SUPPLIED ENTRIES -
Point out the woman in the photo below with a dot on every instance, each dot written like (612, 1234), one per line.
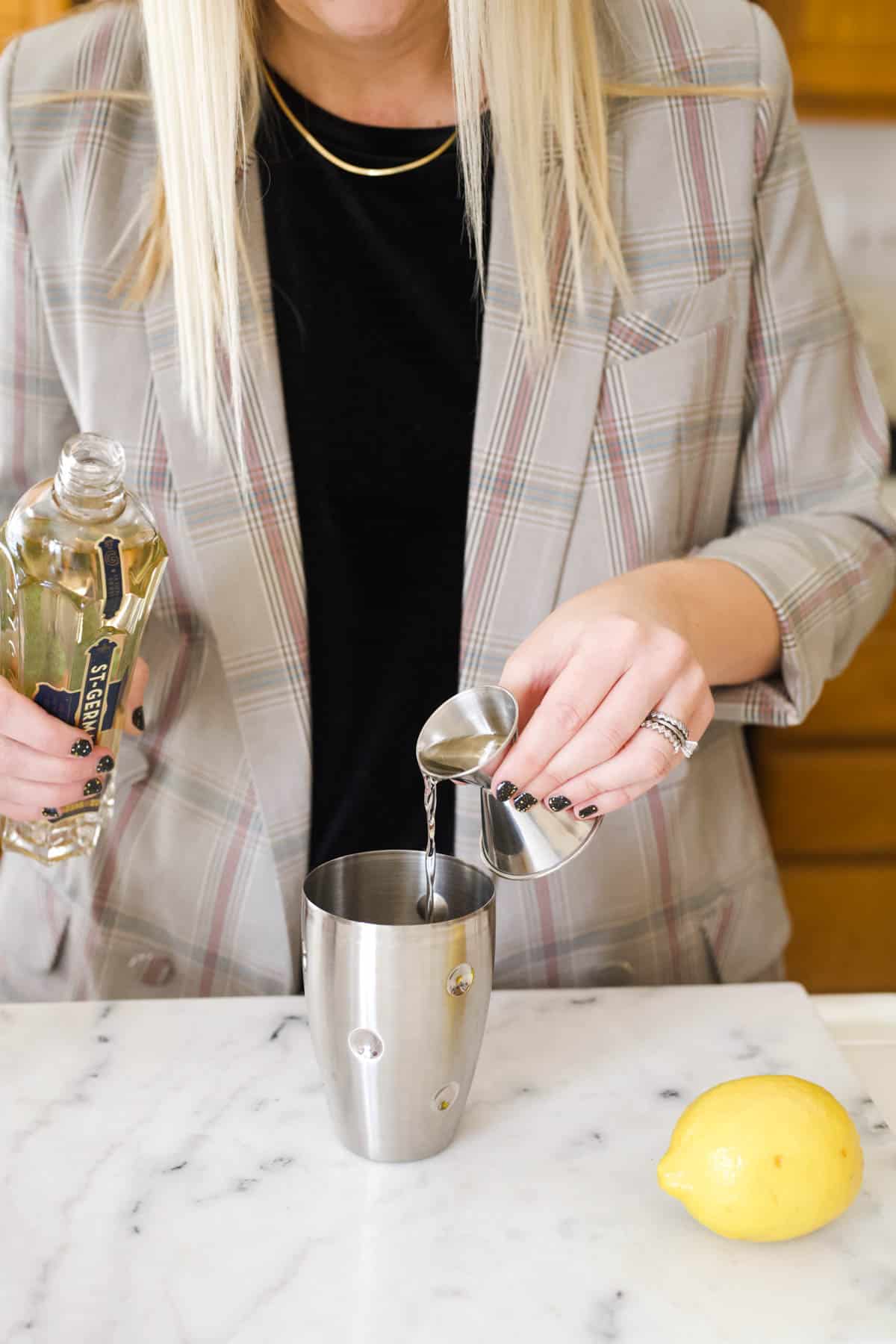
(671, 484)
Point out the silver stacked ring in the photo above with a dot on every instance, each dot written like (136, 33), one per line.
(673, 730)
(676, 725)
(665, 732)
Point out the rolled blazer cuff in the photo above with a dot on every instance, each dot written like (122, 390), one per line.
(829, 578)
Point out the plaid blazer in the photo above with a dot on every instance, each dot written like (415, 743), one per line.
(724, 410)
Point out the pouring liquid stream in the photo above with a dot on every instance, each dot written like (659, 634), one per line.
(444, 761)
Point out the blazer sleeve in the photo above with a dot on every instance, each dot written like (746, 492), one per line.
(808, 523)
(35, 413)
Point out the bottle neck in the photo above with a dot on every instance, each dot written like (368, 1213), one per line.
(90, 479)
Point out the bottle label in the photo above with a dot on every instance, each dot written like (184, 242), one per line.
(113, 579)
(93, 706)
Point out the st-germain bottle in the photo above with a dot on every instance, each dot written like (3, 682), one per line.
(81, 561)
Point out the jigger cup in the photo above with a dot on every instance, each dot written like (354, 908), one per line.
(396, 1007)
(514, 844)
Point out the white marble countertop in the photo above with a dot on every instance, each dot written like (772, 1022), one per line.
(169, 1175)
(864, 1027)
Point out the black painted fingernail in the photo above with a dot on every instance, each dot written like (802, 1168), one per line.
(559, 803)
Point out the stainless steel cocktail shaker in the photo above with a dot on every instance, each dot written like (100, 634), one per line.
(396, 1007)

EXERCISE - Which lines run from the one containing "Point out the plaid" to the end of the entries above? Quote exactly those, and only those.

REPLY TO THE EXERCISE -
Point out the plaid blazer in the photo above with a dot on every instance, each dot written like (415, 743), one per line.
(724, 410)
Point out the pouring liquid stream in the photo above with a dot on every instance, each dot written like (659, 634), one per line.
(444, 761)
Point out the blazer sleeve in the photo above with a dot on every instance, each dot written like (746, 492), one per line.
(808, 523)
(35, 413)
Point out the bottle neck in the photo above with a dot on every instance, each dot written like (368, 1213), one per line.
(90, 479)
Point out the bottle label in the photo above with a dot on every instance, each dot written like (184, 242), one per line.
(113, 579)
(93, 706)
Point out the st-germain bottle in the photo above with a dot on every instance, each dot written like (3, 682), one per line.
(81, 561)
Point out the jigger cup in the photo above with a dot on every instance, each dot written like (354, 908), one per line.
(396, 1007)
(514, 844)
Point out the white marble countertop in the photo above with a dot on every instance, each dot written like (772, 1022), one per line.
(169, 1175)
(864, 1027)
Point out the black painted fingernail in the photo above with a dot on every instance, each dot written like (802, 1168), one per line.
(559, 803)
Point out the stainless steel cocktail shaker in the photo above with a dot on every instance, each dot written like (100, 634), one per line.
(396, 1007)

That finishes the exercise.